- [Brief]:
Lines that include the string "after" are the ones to copy from the entries below.

- [Material shown]:
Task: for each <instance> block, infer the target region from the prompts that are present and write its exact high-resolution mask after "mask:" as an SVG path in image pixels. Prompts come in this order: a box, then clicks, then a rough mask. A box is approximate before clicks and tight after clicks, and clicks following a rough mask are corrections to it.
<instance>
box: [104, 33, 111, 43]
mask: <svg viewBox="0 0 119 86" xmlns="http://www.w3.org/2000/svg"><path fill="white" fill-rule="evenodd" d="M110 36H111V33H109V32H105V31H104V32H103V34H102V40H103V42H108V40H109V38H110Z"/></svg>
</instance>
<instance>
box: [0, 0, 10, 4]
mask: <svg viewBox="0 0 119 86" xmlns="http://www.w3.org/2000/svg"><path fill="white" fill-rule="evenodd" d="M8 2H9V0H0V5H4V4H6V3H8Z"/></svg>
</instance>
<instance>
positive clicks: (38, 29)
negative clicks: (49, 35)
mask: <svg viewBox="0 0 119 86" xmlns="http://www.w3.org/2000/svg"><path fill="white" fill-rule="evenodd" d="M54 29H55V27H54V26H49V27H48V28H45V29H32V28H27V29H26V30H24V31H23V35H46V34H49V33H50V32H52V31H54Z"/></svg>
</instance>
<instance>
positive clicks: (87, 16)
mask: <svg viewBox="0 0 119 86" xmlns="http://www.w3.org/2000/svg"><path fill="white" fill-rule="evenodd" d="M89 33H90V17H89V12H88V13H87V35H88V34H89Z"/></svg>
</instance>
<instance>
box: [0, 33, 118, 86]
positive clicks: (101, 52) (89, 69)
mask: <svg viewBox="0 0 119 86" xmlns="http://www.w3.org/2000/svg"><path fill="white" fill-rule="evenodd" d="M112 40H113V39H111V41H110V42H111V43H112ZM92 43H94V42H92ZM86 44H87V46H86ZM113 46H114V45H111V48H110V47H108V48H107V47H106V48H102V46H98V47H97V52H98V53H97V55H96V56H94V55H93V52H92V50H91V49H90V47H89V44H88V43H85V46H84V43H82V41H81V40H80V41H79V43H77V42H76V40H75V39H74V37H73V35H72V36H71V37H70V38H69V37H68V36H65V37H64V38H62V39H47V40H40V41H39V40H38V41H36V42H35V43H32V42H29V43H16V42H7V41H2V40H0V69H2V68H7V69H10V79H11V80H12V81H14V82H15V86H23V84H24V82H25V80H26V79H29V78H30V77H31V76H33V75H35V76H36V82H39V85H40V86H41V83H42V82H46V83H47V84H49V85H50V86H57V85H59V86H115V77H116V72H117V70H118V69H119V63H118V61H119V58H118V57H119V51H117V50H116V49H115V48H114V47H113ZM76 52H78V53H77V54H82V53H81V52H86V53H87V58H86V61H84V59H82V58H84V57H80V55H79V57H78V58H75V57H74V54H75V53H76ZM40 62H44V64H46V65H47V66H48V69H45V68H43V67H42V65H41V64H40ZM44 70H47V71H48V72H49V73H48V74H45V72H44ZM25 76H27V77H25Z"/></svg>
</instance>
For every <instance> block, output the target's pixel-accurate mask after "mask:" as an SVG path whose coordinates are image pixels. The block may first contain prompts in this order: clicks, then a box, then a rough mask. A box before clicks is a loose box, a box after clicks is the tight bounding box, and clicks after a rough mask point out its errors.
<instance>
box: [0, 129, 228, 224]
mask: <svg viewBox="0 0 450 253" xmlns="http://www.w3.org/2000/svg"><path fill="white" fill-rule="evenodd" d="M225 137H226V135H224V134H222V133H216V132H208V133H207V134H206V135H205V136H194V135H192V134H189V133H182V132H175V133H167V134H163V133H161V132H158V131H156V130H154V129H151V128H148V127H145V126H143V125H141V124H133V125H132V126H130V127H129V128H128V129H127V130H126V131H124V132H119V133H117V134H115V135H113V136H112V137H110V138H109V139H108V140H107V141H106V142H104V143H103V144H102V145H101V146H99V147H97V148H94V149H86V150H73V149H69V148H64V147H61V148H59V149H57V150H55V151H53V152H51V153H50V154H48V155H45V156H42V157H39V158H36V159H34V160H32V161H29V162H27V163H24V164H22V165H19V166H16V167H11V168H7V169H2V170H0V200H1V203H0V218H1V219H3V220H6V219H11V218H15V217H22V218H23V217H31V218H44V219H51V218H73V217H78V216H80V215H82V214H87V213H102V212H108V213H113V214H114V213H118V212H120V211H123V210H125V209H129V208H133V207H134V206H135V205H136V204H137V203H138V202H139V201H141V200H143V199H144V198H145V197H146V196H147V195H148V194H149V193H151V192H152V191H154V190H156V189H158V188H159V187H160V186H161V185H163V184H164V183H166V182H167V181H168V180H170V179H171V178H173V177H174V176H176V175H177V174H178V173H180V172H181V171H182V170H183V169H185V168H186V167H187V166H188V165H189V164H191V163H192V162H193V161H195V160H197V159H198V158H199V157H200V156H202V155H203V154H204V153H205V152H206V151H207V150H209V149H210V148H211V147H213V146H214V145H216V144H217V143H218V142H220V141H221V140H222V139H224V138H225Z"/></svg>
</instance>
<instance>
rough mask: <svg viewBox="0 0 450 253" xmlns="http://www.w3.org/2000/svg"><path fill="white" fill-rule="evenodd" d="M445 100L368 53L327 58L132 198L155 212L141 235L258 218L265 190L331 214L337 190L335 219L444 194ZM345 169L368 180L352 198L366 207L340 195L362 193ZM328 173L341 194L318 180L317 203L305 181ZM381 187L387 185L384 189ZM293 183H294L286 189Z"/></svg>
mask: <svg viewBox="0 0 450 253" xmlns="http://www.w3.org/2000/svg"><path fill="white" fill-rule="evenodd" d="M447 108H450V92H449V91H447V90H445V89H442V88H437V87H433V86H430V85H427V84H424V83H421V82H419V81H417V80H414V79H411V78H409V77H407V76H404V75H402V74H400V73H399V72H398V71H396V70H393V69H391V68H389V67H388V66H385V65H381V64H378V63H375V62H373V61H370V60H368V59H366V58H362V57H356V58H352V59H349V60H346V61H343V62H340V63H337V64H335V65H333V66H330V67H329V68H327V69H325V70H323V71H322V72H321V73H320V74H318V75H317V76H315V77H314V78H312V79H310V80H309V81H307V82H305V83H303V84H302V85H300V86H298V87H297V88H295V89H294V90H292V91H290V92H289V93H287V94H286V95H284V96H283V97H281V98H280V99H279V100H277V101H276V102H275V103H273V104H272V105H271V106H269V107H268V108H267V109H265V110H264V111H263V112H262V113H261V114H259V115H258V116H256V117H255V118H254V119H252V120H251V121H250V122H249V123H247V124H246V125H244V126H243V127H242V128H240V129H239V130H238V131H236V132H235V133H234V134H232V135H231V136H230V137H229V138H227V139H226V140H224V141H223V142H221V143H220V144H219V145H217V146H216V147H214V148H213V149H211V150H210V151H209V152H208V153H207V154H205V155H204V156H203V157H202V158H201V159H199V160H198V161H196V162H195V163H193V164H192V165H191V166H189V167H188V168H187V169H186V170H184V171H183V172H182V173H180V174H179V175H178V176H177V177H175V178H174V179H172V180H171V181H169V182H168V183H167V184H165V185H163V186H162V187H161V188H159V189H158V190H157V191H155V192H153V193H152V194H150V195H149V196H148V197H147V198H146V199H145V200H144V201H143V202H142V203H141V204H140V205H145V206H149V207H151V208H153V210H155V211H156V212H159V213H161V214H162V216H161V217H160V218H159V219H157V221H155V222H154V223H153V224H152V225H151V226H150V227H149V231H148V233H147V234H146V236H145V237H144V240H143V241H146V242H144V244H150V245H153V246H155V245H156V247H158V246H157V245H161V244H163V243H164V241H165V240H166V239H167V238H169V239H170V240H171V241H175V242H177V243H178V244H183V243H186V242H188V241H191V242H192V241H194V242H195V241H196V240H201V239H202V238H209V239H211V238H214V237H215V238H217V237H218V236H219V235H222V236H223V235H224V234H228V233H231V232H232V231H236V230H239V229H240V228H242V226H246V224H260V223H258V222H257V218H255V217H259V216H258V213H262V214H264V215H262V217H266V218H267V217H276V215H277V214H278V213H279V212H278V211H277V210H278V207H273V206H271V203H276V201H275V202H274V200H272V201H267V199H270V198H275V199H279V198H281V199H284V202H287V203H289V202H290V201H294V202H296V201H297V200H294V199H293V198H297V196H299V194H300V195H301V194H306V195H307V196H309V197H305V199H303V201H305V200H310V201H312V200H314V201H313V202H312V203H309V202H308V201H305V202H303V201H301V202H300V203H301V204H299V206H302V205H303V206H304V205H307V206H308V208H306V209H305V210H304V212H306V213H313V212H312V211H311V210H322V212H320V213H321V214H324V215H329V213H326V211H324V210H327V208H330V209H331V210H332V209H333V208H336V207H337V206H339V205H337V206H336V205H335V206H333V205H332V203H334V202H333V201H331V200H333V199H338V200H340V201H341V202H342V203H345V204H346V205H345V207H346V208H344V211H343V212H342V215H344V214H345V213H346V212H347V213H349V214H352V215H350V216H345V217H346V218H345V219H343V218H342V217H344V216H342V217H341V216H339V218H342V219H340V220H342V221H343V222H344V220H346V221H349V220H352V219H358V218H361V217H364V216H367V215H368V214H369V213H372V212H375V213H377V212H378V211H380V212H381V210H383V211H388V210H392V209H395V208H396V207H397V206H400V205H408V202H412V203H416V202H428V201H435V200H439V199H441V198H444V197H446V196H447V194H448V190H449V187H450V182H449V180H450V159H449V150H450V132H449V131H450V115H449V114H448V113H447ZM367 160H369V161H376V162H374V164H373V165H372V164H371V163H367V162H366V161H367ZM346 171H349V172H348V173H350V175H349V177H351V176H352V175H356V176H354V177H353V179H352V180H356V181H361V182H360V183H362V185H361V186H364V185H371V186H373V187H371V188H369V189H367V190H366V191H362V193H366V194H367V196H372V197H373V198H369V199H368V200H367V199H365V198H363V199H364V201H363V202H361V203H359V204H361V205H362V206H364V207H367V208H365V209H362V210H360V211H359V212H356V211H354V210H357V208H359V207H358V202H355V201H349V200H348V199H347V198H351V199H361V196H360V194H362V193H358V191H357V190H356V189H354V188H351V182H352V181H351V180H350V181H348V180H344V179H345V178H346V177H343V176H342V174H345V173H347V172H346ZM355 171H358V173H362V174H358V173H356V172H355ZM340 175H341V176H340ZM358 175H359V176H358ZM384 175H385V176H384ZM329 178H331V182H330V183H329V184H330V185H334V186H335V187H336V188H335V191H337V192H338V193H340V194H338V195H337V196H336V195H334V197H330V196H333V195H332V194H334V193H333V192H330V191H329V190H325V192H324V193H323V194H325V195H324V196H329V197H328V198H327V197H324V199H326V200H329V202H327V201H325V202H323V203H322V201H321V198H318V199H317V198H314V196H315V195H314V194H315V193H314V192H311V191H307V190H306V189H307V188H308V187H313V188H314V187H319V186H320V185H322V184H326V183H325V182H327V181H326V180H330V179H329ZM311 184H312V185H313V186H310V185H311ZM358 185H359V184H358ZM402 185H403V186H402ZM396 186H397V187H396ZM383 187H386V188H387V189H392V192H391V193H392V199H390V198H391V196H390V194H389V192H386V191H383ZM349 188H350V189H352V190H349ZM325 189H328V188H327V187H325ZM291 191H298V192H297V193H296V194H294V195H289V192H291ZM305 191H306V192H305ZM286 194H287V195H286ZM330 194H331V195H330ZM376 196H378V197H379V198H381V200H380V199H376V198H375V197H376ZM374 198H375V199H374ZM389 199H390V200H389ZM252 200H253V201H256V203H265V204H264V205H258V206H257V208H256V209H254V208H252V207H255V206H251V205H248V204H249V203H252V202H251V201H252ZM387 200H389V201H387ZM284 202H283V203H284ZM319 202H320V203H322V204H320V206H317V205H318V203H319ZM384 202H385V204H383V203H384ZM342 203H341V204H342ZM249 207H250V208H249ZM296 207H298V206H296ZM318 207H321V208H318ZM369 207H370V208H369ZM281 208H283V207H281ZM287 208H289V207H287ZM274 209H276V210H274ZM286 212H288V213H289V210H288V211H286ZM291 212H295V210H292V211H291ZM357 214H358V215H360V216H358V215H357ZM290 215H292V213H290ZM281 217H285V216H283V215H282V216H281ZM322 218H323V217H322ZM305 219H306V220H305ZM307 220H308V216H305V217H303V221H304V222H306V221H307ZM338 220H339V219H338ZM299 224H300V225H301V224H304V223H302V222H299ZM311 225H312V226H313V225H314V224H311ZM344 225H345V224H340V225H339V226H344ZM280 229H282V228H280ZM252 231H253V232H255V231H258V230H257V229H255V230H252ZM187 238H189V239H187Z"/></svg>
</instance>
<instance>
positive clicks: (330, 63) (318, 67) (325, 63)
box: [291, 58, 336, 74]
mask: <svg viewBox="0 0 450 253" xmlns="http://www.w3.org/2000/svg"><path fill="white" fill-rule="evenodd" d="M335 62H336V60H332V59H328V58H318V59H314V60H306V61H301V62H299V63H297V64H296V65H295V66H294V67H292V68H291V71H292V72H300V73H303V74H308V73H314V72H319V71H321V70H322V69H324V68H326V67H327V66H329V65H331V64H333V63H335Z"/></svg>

- [Solved problem]:
Task: for each <instance> block, infer the target region from the prompts that are present and write its exact high-resolution mask after "mask:" as an SVG path in image pixels. Prompts come in this order: a box, then clicks, then a rough mask. A box is approximate before clicks and tight after clicks, and clicks following a rough mask are corrections to it.
For every <instance> block, output the target's pixel-accurate mask after "mask:" as an SVG path whose coordinates are image pixels. The block may first contain prompts in this order: clicks, then a box, then a rough mask. A box before clicks is a loose box, a box after clicks is the tight bounding box, and clicks after a rough mask point out its errors.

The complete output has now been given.